• _Directive_: Reproduce each of the following items verbatim, line for line, with nothing altered or omitted.

[begin Information provided]

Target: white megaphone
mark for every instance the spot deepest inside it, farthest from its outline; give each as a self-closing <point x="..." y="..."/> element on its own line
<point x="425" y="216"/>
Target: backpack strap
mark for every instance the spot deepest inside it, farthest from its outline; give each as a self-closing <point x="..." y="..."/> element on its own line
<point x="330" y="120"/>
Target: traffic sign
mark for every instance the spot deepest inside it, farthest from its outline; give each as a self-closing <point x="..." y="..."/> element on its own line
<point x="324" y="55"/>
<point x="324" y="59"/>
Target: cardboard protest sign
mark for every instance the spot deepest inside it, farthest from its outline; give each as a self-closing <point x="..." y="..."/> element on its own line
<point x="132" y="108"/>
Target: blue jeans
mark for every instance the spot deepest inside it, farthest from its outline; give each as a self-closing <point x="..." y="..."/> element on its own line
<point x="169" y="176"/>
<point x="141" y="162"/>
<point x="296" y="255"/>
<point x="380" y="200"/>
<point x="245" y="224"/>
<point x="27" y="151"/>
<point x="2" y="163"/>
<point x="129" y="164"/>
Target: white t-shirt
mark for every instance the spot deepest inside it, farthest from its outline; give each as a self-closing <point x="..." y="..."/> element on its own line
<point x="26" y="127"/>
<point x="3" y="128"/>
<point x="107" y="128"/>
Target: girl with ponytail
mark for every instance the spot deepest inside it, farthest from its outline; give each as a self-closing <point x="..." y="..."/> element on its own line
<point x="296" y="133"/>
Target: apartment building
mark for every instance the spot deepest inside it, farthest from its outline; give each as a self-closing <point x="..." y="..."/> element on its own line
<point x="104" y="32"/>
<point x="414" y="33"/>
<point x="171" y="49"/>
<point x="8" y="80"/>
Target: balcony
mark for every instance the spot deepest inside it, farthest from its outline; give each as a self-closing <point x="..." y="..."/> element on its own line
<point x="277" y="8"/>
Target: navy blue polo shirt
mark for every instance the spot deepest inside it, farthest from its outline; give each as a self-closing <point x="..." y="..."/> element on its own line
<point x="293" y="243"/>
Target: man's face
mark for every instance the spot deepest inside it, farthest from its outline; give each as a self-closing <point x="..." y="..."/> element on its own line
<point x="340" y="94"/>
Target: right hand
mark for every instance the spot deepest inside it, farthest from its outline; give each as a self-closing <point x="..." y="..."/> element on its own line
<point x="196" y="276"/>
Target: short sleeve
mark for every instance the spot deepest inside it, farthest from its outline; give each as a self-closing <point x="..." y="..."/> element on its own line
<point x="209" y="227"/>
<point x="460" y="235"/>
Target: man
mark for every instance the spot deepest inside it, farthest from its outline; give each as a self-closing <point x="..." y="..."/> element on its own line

[end Information provided]

• _Problem solution_:
Target: white megaphone
mark for every instance the spot deepest inside it, farthest from its outline; give each as a self-closing <point x="..." y="..."/> element on its own line
<point x="425" y="216"/>
Target: backpack strap
mark for every instance the spot deepest inside it, farthest from its outline; give each as a self-closing <point x="..." y="..."/> element on its own line
<point x="330" y="120"/>
Target: traffic sign
mark for every instance the spot deepest inside it, farthest from its outline; give each as a self-closing <point x="..." y="..."/> element on its own line
<point x="324" y="55"/>
<point x="324" y="59"/>
Target: cardboard protest sign
mark for every instance the spot deepest inside it, farthest from its outline; give each as a self-closing <point x="..." y="..."/> element on its own line
<point x="132" y="108"/>
Target: blue jeans
mark for every instance the spot deepest inside it, farthest from its outline; give each as a self-closing <point x="..." y="..."/> element on its own line
<point x="169" y="176"/>
<point x="141" y="162"/>
<point x="296" y="255"/>
<point x="380" y="200"/>
<point x="245" y="224"/>
<point x="27" y="151"/>
<point x="2" y="163"/>
<point x="129" y="164"/>
Target: white t-shirt
mark for every instance the spot deepest inside it, farthest from its outline; give each as a self-closing <point x="..." y="..."/> element on its own line
<point x="26" y="127"/>
<point x="3" y="128"/>
<point x="107" y="128"/>
Target: girl with ponytail
mark for every instance the spot deepest inside it, farthest from its outline; give each as a self-closing <point x="..." y="..."/> element on its own line
<point x="296" y="133"/>
Target: apartment building
mark for every instance the spot deepest inside it, farthest from its outline; give each as a self-closing <point x="..." y="..."/> element on its own line
<point x="104" y="32"/>
<point x="414" y="33"/>
<point x="171" y="49"/>
<point x="8" y="80"/>
Target: balcony
mark for every instance the spot deepest inside it, farthest from its outline; give each as a self-closing <point x="..." y="..."/> element on its own line
<point x="277" y="8"/>
Target: navy blue polo shirt
mark for every instance the spot deepest inside it, farthest from its outline; give each as a self-closing <point x="..." y="..."/> element on its own line
<point x="293" y="243"/>
Target: man's face
mark for every instance the spot deepest inside it, farthest from its outline; give each as a self-closing <point x="..." y="..."/> element on its own line
<point x="340" y="94"/>
Target: right hand
mark for every instance the spot deepest inside it, farthest from its outline; give each as a self-closing <point x="..." y="..."/> element on its own line
<point x="196" y="276"/>
Target: short sleeve
mark for every instance the spot deepest inside it, farthest from its outline; give each as a self-closing <point x="..." y="..."/> element on its own line
<point x="209" y="227"/>
<point x="460" y="235"/>
Target: man
mark for every instance the spot deepest inside it, farthest from its outline; give each as a self-closing <point x="..." y="..."/> element on its own line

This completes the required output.